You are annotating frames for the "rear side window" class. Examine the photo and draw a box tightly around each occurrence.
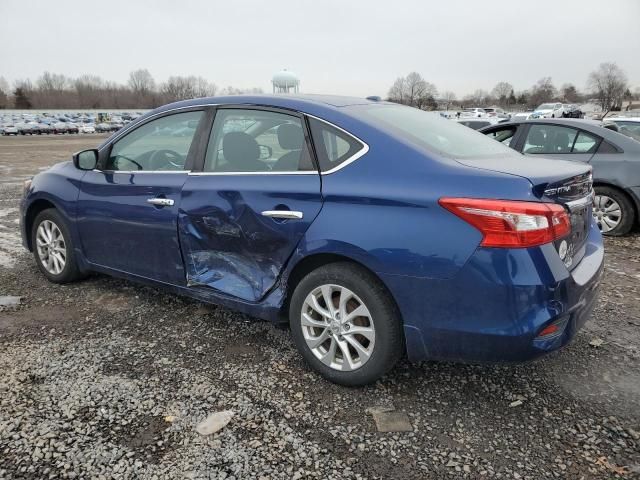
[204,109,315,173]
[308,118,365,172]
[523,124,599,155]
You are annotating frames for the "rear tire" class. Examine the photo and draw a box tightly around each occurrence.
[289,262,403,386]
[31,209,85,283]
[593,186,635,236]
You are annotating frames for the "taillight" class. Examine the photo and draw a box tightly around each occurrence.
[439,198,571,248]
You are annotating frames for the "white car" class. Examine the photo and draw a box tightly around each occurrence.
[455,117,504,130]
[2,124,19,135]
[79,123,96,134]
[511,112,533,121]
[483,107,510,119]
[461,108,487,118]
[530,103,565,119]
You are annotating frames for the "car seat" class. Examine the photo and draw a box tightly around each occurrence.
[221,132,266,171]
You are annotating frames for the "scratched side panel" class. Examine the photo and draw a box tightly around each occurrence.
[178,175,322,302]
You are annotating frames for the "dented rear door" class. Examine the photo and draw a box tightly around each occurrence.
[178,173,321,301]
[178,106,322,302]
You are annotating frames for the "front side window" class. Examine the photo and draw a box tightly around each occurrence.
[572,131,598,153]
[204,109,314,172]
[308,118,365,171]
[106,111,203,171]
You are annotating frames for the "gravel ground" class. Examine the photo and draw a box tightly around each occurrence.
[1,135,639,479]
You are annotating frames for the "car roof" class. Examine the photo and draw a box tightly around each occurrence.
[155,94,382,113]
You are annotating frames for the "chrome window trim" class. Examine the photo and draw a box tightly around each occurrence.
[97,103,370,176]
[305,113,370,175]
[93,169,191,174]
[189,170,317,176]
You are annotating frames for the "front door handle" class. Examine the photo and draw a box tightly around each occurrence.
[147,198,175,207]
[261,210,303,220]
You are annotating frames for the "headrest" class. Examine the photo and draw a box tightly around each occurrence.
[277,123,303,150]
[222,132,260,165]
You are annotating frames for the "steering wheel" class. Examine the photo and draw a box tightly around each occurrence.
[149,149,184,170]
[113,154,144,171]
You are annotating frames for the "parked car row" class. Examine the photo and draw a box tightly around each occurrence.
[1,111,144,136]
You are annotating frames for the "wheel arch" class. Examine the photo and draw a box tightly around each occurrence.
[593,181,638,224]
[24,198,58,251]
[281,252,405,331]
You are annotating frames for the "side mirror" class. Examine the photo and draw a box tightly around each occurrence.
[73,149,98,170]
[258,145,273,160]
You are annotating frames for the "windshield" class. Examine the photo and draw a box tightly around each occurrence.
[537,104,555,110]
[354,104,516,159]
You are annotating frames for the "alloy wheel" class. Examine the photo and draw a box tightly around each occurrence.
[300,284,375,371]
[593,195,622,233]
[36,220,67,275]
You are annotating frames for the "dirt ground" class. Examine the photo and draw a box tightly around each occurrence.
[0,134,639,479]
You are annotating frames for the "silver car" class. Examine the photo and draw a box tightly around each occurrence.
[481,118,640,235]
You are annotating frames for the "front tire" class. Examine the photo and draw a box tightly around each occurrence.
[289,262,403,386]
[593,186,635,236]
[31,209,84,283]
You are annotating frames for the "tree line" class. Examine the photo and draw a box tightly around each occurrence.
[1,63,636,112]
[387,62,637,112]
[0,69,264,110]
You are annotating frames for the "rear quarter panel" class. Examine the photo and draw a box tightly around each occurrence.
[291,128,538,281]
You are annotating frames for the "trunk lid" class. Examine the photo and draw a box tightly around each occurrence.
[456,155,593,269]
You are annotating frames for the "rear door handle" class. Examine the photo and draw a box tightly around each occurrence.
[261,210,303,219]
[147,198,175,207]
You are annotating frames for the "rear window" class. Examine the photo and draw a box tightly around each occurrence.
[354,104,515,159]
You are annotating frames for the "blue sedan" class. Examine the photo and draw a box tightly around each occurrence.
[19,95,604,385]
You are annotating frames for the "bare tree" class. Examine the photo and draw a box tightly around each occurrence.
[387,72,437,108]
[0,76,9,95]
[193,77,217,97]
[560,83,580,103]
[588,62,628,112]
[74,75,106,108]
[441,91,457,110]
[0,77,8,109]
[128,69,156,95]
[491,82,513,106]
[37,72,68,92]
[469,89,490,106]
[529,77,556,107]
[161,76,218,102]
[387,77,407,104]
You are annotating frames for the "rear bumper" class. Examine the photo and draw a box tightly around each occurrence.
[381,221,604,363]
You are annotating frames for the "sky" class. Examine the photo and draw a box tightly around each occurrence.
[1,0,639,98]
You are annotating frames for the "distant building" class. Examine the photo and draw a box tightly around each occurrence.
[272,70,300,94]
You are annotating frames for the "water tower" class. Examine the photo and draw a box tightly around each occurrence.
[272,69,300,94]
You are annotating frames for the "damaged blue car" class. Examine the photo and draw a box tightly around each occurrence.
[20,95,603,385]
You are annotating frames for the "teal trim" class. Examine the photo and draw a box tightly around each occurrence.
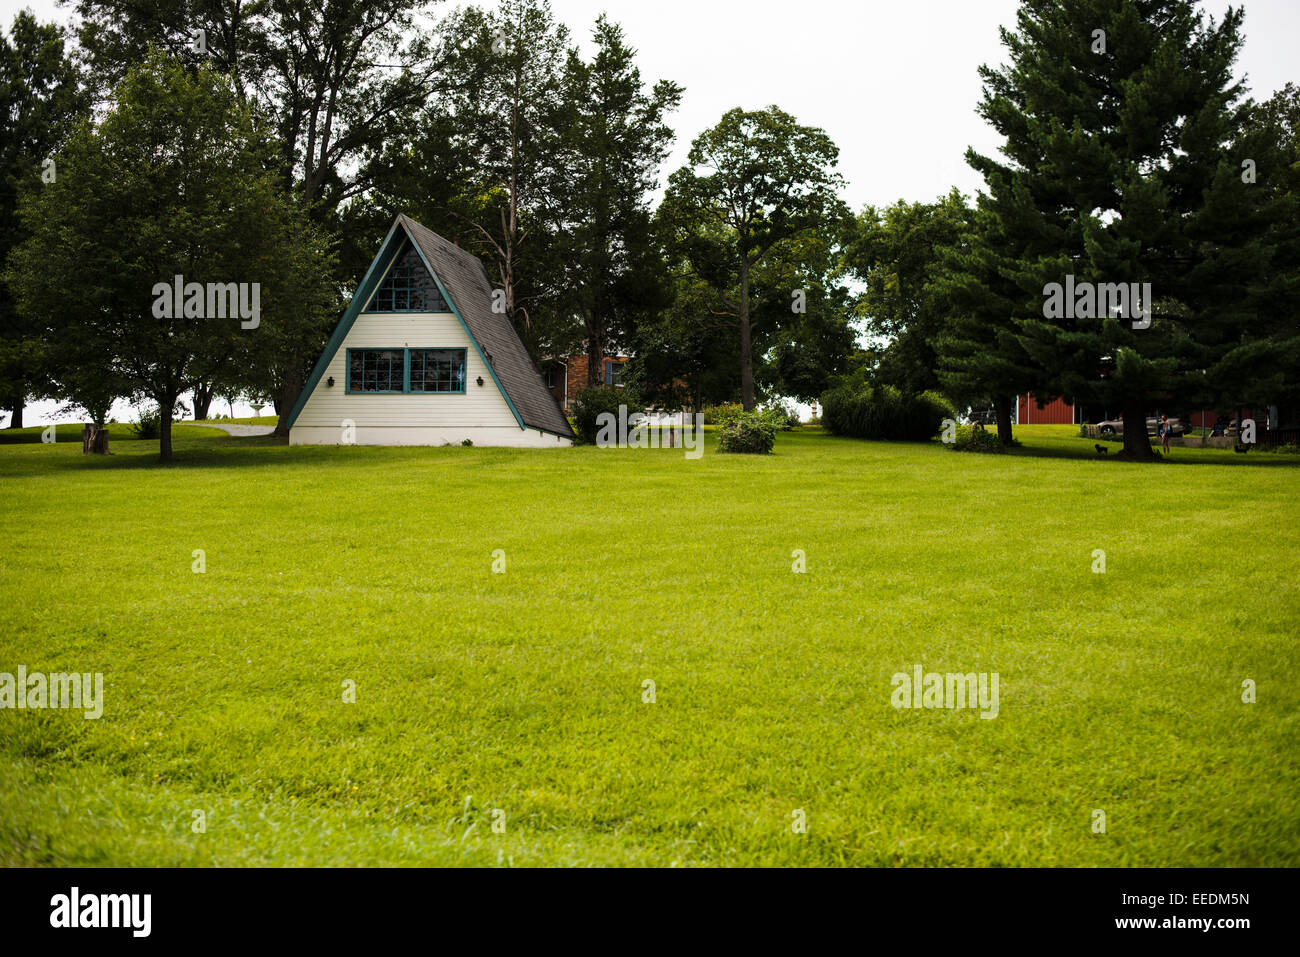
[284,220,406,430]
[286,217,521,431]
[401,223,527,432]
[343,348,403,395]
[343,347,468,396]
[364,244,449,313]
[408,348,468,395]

▶ [WHAT TO PRODUCE]:
For this exercise, restate the material exactly and skip every picture.

▶ [RESULT OF THIS EXERCISE]:
You are annotating frames for the "rear side window" class. Examine the photo and draw a box tightly around each occurrence.
[204,109,315,173]
[308,118,365,172]
[523,124,599,155]
You are annotating frames for the "rear tire" class. Examine the photo and draw a box tightly around each occurrence.
[289,262,403,386]
[31,209,85,283]
[593,186,635,236]
You are annotating frames for the "taillight" class. Examine the photo and draw a box tightly around each occurrence.
[439,198,571,248]
You are annotating frames for the "white car" class. Examine the photo and draw a box tightly around each occurrence.
[455,117,504,130]
[2,124,19,135]
[79,123,96,134]
[511,112,533,121]
[483,107,510,119]
[461,108,487,118]
[530,103,565,119]
You are annotating frames for the "car seat" class. Examine the photo and draw a box tightly around each occurrence.
[221,132,266,171]
You are annotating frames for the "scratched side panel" class. Examine the photo and draw a box tightly around each occurrence.
[178,175,322,302]
You are annotating frames for the "dented rear door" class. Examine the photo and draw a box tightly around each occurrence.
[178,173,321,301]
[178,106,322,302]
You are annotating frames for the "front side window" class. Examine the photo and draw a box tightly around each occurrence.
[572,131,598,153]
[204,109,314,172]
[308,118,365,171]
[106,111,203,171]
You are annotating frames for the "gravel ground" class. Examine the photo and draw a box tightly around each occurrence.
[1,135,639,479]
You are annotating frames for the "car roof" class. Examine the photo and draw a box tightly around each occurrence.
[155,94,382,113]
You are annotating frames for the "chrome window trim" class. Examine the photo and draw a box tightly around each occurrence.
[97,103,370,176]
[305,113,370,175]
[93,169,191,174]
[189,170,317,176]
You are annotating frames for the "front door handle" class. Examine the photo and draw a box tightly around each occurrence.
[147,198,175,207]
[261,210,303,220]
You are annotating frames for the "headrest" class. Examine the photo and draw a box tightly around each occurrence.
[277,123,303,150]
[222,132,260,165]
You are annotating frames for the "steering wheel" class. Examine the photo and draw a box tightly around each occurrence.
[149,149,184,170]
[113,154,144,171]
You are annotating frames for the "parked car row" class. Examine the photo and draw a box tightly around each occurrence.
[1,111,144,136]
You are annotating frames for the "wheel arch" class. Examine the photo and draw a box tightly around each occurrence.
[593,181,638,224]
[24,198,58,251]
[281,252,405,331]
You are annotating frames for the "side mirror" class. Examine the photo and draw a box tightly around each occurrence.
[73,149,98,170]
[258,145,273,160]
You are annotating frames for the "windshield" class. Examine the photo and draw a box tightly around each occurrence.
[537,104,555,110]
[354,104,516,159]
You are annotating frames for the "alloy wheel" class. Examine the photo and draw a box tightly around each occurrence.
[300,284,375,371]
[593,195,622,233]
[36,220,67,275]
You are annotating frames for the "dirt ground" class. Examine the photo and draw a box tightly around each occurrence.
[0,134,639,479]
You are annotating frames for the "silver car" class. Examine the photo and draw a box tightly around each occurrence.
[481,118,640,235]
You are annotating frames for the "front tire" class. Examine the photo and draw a box tightly around each occurrence.
[289,262,403,386]
[593,186,635,236]
[31,209,84,283]
You are annotating frames for the "tree line" class. Examine the photo and draw a box tightly around each occurrence.
[1,63,636,112]
[387,62,637,112]
[0,69,264,110]
You are annotating frames for the "rear quarter panel" class. Examine the photo and draw a box tightly around each occurrence.
[291,128,538,281]
You are annotating frames for the "trunk lid" class. Examine the photo and draw a box tightly around each occurrence.
[456,155,593,269]
You are annotating frames for the "rear door handle" class. Examine the photo and draw a box tightly around each occurrence.
[261,210,303,219]
[147,198,175,207]
You are annotating frames for the "rear window" class. Examine the photo and draw a box tightly around each occurrence.
[354,104,515,159]
You are annotating frames for the "blue sedan" class. Examine the photo and draw a box tightly around each occurrence.
[19,95,604,385]
You are annotating frames for the "bare tree" class. Examine the photo and draw a box tightly around each occurrence.
[387,72,437,108]
[0,76,9,95]
[193,77,217,97]
[560,83,580,103]
[588,62,628,112]
[74,75,106,108]
[441,91,457,110]
[0,77,8,109]
[128,69,156,95]
[491,82,513,106]
[37,72,68,92]
[469,89,490,106]
[529,77,556,107]
[161,76,218,102]
[387,77,407,104]
You are annotating frames for the "rear bumper" class. Examine the photo and draw a box tightly around each occurrence.
[381,221,604,363]
You are annotating frames for the "sky" class. Examine the photo and draw a box tightly around each occurrence.
[1,0,639,98]
You are annotating frames for the "distant building" class. Examine the photo and draw a box tightly around each occurrence.
[272,70,300,94]
You are annotating frames for the "water tower" class. Examine the photo and draw a box tightly around each occurrence.
[272,69,300,94]
You are annotating frames for the "damaged blue car" class. Examine the photo and draw a box tightly around each occurrence.
[20,95,603,385]
You are annotating frames for the "teal trim" class. Examine the photo and draw a box tightly around each occurrence.
[284,220,406,430]
[286,217,521,431]
[401,223,527,432]
[343,348,403,395]
[343,347,468,396]
[364,244,449,313]
[408,348,468,395]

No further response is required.